Objective: Extract each line of the records below that contains the word "wooden", copying the lines unchanged.

Information shown:
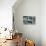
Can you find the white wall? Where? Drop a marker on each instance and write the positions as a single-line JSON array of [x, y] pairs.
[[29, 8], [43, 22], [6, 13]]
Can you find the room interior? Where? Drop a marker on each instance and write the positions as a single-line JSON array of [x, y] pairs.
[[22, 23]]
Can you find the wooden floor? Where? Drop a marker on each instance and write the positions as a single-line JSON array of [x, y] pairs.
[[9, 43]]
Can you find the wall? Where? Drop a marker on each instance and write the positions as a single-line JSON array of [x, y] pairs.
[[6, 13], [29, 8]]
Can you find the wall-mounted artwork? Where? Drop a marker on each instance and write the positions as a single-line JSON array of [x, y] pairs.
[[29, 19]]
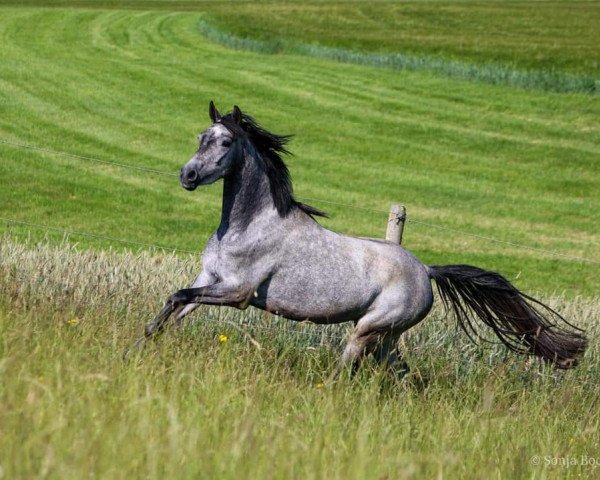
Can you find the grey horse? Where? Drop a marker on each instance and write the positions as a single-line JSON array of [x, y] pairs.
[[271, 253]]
---
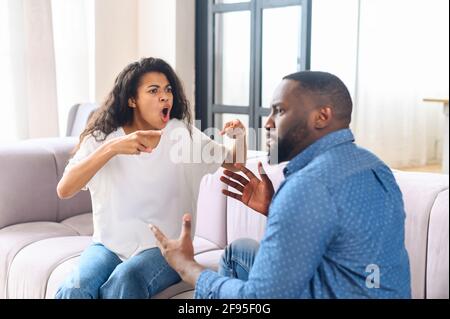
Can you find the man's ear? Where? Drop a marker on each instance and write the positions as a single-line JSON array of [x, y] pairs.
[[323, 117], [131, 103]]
---
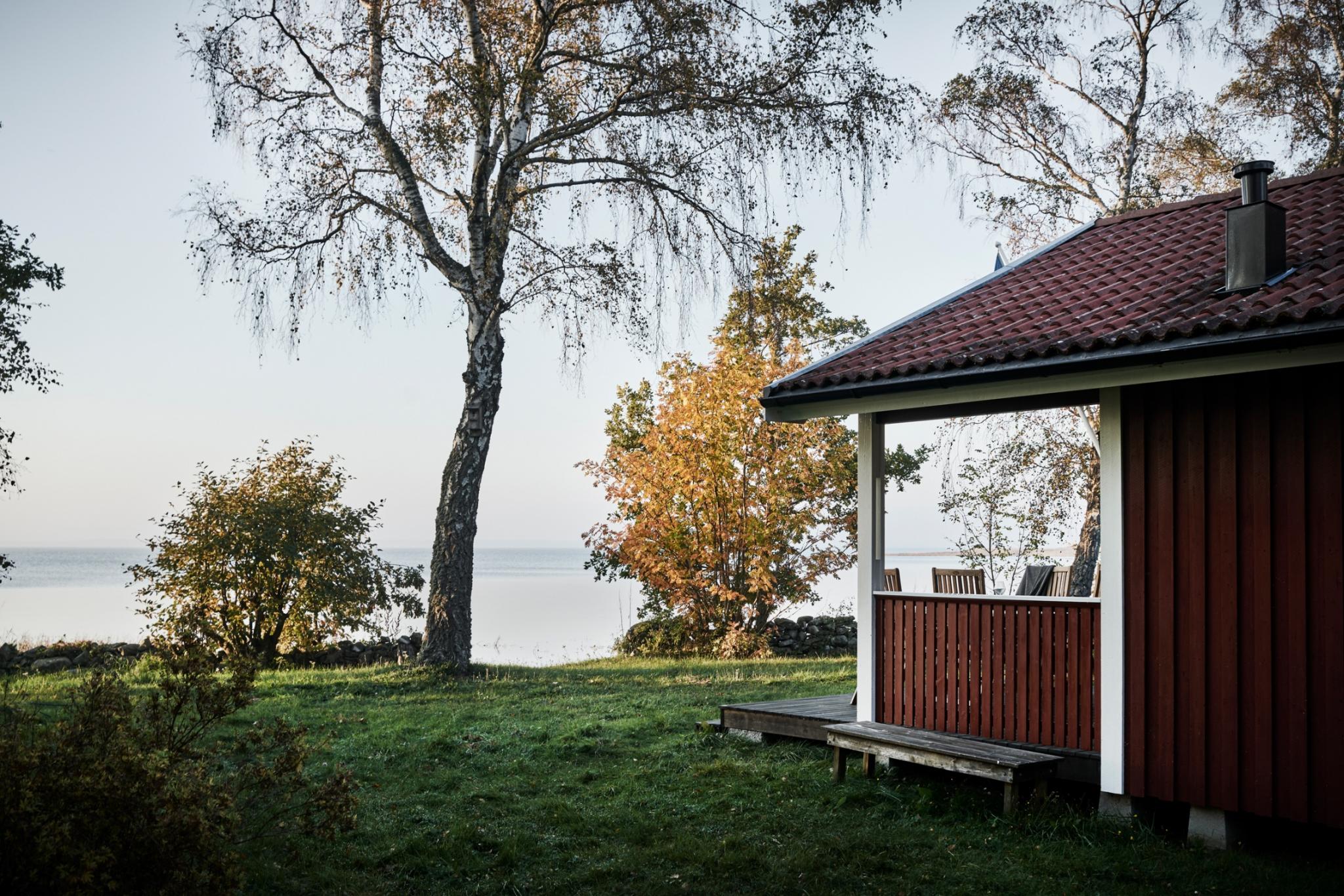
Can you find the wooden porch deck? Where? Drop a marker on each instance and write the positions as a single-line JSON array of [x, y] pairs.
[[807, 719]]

Response to this exercise:
Can you find the wooden floor? Where? Drop a marker on each instance and write the positions as a single-line JSON array of [x, y] pairs.
Can you find the wooden porch deck? Where? Drop a marker on each instance and write the positions as a single-line JSON array of [x, y] pairs.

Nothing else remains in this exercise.